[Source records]
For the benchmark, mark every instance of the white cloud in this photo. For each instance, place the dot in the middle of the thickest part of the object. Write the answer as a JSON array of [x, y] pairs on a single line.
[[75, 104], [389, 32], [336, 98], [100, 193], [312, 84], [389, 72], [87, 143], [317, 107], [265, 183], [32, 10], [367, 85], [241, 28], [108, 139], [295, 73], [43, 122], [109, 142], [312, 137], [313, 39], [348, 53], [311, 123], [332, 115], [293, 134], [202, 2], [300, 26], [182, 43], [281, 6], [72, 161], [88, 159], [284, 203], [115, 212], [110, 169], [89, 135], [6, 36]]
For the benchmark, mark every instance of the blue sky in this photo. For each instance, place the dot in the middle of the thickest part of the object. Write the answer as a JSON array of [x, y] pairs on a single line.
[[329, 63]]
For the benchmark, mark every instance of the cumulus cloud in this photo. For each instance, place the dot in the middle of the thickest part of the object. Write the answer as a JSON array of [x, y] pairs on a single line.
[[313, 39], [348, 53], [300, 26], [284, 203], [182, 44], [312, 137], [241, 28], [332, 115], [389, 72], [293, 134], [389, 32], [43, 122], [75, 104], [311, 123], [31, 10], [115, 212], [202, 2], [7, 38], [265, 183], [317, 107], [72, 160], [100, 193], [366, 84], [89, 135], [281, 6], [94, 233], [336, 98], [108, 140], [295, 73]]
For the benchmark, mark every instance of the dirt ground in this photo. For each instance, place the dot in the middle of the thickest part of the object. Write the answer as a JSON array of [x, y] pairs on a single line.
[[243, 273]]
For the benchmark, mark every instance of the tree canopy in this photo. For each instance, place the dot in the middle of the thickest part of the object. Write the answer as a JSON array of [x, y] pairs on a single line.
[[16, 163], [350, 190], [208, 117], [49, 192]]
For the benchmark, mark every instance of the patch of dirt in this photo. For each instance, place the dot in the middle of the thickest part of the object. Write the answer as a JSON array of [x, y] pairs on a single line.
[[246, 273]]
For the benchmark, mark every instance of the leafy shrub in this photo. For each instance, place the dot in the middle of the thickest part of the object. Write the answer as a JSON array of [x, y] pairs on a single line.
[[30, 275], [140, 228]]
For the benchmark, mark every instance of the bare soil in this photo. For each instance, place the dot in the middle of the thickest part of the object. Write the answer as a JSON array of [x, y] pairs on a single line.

(Problem details): Reproduce every item above word for word, keeping them in the same order.

(Finished task):
For the benchmark, mark every instance of the white cloud in this photo. For each instance, place the dot in the middle of the thickest part of the object. Write the answer as a JSON array of [x, y] pairs on a single line.
[[75, 104], [389, 32], [336, 98], [100, 193], [312, 84], [389, 72], [87, 143], [317, 107], [265, 183], [32, 10], [367, 85], [241, 28], [108, 139], [295, 73], [43, 122], [109, 142], [312, 137], [313, 39], [348, 53], [311, 123], [332, 115], [293, 134], [202, 2], [300, 26], [182, 43], [281, 6], [72, 161], [88, 159], [284, 203], [115, 212], [110, 169], [89, 135], [6, 36]]
For the benchmark, mark every instance of the blue sky in this photo. For each instance, place the dot in the middle of the thickest part of the object. Write the answer as a JSON array of [x, y] pairs on a single line.
[[329, 63]]
For the benchmark, mark every instance of the cumulus cloud in this photo. For each instance, place the dot in the middle of the thickest part of the object. Write the answer as a JSON array of [x, y] pairs on a single line.
[[313, 39], [348, 53], [300, 26], [284, 203], [182, 44], [312, 137], [241, 28], [332, 115], [389, 72], [293, 134], [389, 32], [43, 122], [75, 104], [311, 123], [31, 10], [115, 212], [202, 2], [7, 38], [265, 183], [317, 107], [72, 160], [100, 193], [366, 84], [89, 135], [281, 6], [94, 233], [336, 98], [108, 140], [295, 73]]
For the benchmark, mark every instance of the dirt ground in this photo. For each instance, place the dot in the middle of the thickest part of the object. Write the answer as a JSON array of [x, y] pairs on a single line.
[[243, 273]]
For the benchmark, mark every instance of the tree canopy in this photo. For each instance, place the dot in the middle of the thickest part of the object. Write the answer as a JSON array of [x, y] pairs on a single line.
[[16, 163], [350, 190], [208, 117], [49, 192]]
For the benchmark, mark every instance of the patch of dirt in this photo. For each instance, place the dot in the middle of the thickest part of the object. Write the answer as a JSON array of [x, y] pairs on a single line.
[[246, 273]]
For the benchmark, mark every instance of the leafy shrub in this photo. For each instance, place the dot in the middle of the thickest part of the object. Write the answer as a JSON array of [x, y] pairs on a single line.
[[30, 275], [140, 228]]
For the benchmark, mark every instance of the bare soil in this photo. For each instance, place the dot in the middle of the thickest part of the object. Write the answer as a JSON array of [x, y] pairs on a single line.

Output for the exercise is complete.